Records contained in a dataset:
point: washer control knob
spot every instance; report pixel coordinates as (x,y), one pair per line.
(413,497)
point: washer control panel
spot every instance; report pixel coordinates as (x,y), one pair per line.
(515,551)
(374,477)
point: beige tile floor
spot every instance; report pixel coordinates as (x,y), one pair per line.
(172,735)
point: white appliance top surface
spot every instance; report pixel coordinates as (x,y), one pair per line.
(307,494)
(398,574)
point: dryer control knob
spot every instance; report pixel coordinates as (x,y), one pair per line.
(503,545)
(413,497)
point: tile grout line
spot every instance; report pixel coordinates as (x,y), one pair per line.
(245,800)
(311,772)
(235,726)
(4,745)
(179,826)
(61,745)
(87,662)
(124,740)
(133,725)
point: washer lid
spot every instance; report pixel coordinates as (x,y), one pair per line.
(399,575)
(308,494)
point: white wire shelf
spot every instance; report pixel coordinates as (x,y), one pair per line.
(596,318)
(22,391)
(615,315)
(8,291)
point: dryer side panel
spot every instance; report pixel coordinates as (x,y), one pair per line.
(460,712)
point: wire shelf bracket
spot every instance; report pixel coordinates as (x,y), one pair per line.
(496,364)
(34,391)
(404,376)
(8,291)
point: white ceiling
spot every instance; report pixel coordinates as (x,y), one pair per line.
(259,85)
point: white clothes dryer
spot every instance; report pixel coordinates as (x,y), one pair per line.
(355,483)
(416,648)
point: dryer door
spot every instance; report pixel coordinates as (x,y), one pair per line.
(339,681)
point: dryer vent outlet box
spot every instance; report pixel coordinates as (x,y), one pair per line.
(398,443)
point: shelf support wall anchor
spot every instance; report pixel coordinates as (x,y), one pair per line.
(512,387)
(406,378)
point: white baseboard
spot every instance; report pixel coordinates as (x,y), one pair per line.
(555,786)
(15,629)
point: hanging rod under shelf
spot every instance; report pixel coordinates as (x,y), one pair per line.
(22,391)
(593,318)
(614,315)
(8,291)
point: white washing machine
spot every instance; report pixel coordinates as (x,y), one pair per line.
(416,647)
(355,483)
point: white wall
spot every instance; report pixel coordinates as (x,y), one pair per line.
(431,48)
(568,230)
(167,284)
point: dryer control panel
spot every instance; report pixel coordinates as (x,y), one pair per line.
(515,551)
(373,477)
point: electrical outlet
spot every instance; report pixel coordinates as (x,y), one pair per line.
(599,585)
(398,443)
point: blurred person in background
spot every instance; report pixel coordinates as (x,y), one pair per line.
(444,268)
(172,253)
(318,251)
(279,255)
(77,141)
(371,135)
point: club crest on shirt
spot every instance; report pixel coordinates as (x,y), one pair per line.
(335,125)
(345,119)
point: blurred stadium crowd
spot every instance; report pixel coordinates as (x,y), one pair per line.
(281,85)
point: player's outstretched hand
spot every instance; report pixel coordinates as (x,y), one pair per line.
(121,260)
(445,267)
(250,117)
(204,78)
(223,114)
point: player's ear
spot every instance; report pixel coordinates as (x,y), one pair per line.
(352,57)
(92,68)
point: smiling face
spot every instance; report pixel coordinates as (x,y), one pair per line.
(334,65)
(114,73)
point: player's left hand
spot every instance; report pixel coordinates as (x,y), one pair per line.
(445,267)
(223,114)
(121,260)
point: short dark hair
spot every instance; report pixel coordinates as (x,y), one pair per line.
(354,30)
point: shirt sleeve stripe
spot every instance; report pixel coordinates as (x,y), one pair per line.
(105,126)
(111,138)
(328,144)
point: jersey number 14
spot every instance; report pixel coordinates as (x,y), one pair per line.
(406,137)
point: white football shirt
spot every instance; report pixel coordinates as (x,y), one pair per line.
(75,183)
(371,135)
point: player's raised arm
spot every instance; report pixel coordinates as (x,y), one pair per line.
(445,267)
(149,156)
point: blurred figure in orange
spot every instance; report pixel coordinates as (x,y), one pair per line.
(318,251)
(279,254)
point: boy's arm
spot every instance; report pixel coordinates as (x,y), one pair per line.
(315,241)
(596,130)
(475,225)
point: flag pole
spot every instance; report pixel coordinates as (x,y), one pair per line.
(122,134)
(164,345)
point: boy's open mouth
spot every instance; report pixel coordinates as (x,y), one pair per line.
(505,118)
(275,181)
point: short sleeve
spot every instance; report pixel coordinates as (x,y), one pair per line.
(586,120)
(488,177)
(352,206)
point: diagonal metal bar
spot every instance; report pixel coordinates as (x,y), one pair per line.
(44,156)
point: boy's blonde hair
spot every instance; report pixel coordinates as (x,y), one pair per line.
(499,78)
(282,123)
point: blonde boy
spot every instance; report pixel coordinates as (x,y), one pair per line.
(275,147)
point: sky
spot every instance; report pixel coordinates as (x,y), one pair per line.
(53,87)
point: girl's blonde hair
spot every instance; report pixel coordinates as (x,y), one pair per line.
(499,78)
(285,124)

DIRECTIONS FOR THIS TASK ▸ Give an exact transcription of the data shown above.

PROBLEM SOLUTION ▸
point: washer control knob
spot every instance; report pixel coordinates as (x,y), one pair per line.
(413,497)
point: washer control panel
spot every instance; report pixel coordinates as (x,y), one pair per line.
(515,551)
(374,477)
point: beige tile floor
spot every instance; report pixel coordinates as (x,y), one pair per line.
(172,735)
point: white appliance top surface
spot every instance; report pixel coordinates as (x,y), one pair per line.
(307,494)
(398,574)
point: dryer control knob
spot every instance; report pixel coordinates as (x,y), one pair per line.
(503,545)
(413,497)
point: tile grout line
spot every instance; report pixel coordinates as (x,y), one pair per line.
(245,800)
(311,772)
(235,726)
(4,745)
(179,826)
(61,745)
(87,662)
(124,740)
(133,725)
point: washer lid
spot every instance; report pixel coordinates as (x,y), one pair per line.
(399,575)
(308,494)
point: white wire shelf
spot every instance; report pixel coordinates as (x,y), one pair per line.
(596,318)
(22,391)
(615,315)
(8,291)
point: dryer side panel
spot every instance; report pixel coordinates as (x,y), one pair per line.
(460,712)
point: wire shelf bracket
spot every instance; report pixel coordinates as (x,y), one pair per line.
(496,364)
(34,391)
(404,376)
(8,291)
point: white ceiling
spot every instance; report pixel coordinates as (x,y), one pair per line.
(259,85)
point: white clothes dryer
spot every instance; report pixel coordinates as (x,y), one pair per line.
(355,483)
(416,648)
point: dryer door
spot every instance; report pixel coordinates as (x,y), one pair per line.
(339,681)
point: dryer vent outlet box
spot every instance; report pixel coordinates as (x,y), one pair per line.
(398,443)
point: shelf support wall anchor
spot every instance; report pixel coordinates as (x,y), one pair per line.
(512,387)
(406,378)
point: white baseboard
spot every instance; report pixel coordinates as (x,y), one pair per line.
(555,786)
(15,629)
point: hanging rod under shelf
spot every instance; report pixel coordinates as (x,y), one pair per line.
(22,391)
(593,318)
(614,315)
(8,291)
point: white washing machine
spot every instance; report pixel coordinates as (x,y), one pair per line.
(416,647)
(355,483)
point: white wall
spot every instance; report pixel coordinates as (x,y), one pair per line.
(431,48)
(568,230)
(167,284)
point: dryer control panel
spot every instance; report pixel coordinates as (x,y), one pair per line.
(515,551)
(373,477)
point: electrical outlet
spot every instance; report pixel coordinates as (x,y), one pair per line.
(599,585)
(398,443)
point: blurred person in background
spot every instance; report pixel coordinates as (x,y), one pair per line.
(444,268)
(172,253)
(318,251)
(279,255)
(77,141)
(371,135)
point: club crest on shirt
spot every instance; report pixel coordinates as (x,y), one pair per line.
(335,125)
(345,119)
point: blurred stadium crowd
spot every instance; report pixel coordinates as (x,y), one pair per line.
(281,85)
point: player's outstretched hand
spot every instance; report pixel coordinates as (x,y), one pair per line.
(121,260)
(445,267)
(250,117)
(204,78)
(223,114)
point: player's ear
spot every instance; report pixel coordinates as (x,y), one pair per line.
(352,57)
(92,68)
point: smiling face
spot every instance; report pixel coordinates as (x,y), one pair per line.
(334,65)
(114,73)
point: player's left hand
spot every instance; report pixel coordinates as (x,y), one pair per line.
(445,267)
(223,114)
(121,260)
point: short dark hair
spot every instance; report pixel coordinates as (x,y), one pair per line.
(354,30)
point: shirt sleeve stripe
spot every instance; report pixel coordinates as (x,y), one pair per line.
(105,126)
(111,138)
(328,144)
point: jersey number 14
spot every instance; report pixel coordinates as (x,y), one pair per line.
(406,137)
point: white football shirt
spot every instance; report pixel coordinates as (x,y), one pair per line.
(75,183)
(371,135)
point: player's raised arm
spot every instance; report pixel coordinates as (x,y), one pair per line.
(445,267)
(149,156)
point: blurred figure in orange
spot every instance; report pixel coordinates as (x,y), one pair per line.
(318,251)
(279,254)
point: boy's arm
spot every instance; report pixel coordinates as (x,y), one pair per line.
(315,241)
(596,130)
(475,225)
point: flag pole
spot every instance; report pixel coordinates as (x,y), one pair per line.
(122,134)
(164,345)
point: boy's open mouth
spot every instance; report pixel coordinates as (x,y), one pair per line.
(505,118)
(275,181)
point: short sleeve
spot every instance; report pixel coordinates as (x,y), one pair per line.
(586,120)
(488,177)
(352,206)
point: diagonal metal bar
spot every instance; report pixel coordinates as (x,y), one pair per line.
(44,156)
point: boy's blonde hair
spot every instance; report pixel coordinates as (x,y), one pair per line.
(499,78)
(282,123)
point: blonde boy
spot every instance; report pixel coordinates as (x,y), one pair per line.
(275,147)
point: sky
spot every instance; report pixel coordinates as (x,y), one pair per line.
(53,87)
point: girl's blonde hair
spot every instance; report pixel coordinates as (x,y), one pair per line.
(499,78)
(285,124)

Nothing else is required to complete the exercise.